Records of labeled points
• • • •

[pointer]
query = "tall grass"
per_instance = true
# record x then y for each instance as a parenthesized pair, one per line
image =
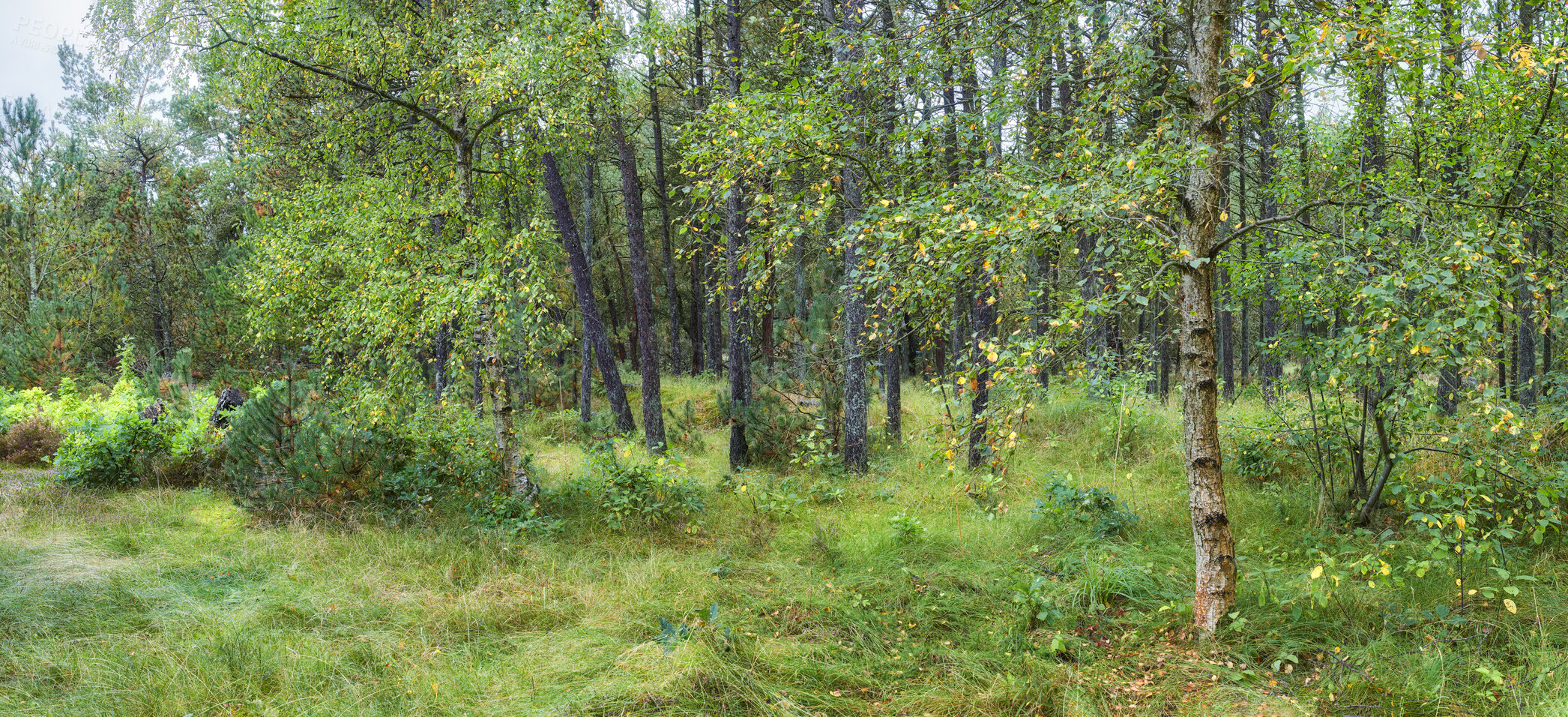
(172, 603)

• • • •

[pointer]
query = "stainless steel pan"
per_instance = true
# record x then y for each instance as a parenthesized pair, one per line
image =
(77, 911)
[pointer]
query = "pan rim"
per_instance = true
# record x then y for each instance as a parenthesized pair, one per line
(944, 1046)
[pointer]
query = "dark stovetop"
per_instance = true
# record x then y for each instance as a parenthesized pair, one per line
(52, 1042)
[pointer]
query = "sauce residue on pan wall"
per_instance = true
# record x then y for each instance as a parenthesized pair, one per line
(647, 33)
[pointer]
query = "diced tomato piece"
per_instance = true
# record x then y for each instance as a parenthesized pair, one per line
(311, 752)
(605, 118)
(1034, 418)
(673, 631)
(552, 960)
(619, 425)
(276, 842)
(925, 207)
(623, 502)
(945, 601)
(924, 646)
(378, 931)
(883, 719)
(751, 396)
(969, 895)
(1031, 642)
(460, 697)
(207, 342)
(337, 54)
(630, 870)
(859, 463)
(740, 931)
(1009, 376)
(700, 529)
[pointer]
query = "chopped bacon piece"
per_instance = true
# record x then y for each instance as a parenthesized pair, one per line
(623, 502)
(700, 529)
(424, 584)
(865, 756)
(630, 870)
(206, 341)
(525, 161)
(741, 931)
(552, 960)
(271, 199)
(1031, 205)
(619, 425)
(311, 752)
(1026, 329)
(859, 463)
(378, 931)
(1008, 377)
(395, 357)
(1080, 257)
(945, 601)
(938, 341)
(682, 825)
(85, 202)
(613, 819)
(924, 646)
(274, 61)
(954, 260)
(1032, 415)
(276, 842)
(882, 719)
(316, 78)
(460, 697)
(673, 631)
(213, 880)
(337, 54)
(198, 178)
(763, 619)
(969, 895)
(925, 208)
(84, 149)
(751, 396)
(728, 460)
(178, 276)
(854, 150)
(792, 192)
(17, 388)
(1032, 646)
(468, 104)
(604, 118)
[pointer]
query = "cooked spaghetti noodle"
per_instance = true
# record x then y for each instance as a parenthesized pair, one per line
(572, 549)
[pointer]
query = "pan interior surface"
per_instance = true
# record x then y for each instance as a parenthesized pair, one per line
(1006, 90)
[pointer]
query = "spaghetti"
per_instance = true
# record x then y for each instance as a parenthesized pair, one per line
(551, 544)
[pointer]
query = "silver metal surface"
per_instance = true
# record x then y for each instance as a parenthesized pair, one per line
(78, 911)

• • • •

■ Exercise directions
Show every line of the material that contains the string "piece".

■ Response to this exercise
query = "diced tomato piece"
query = "chopped bacon piece"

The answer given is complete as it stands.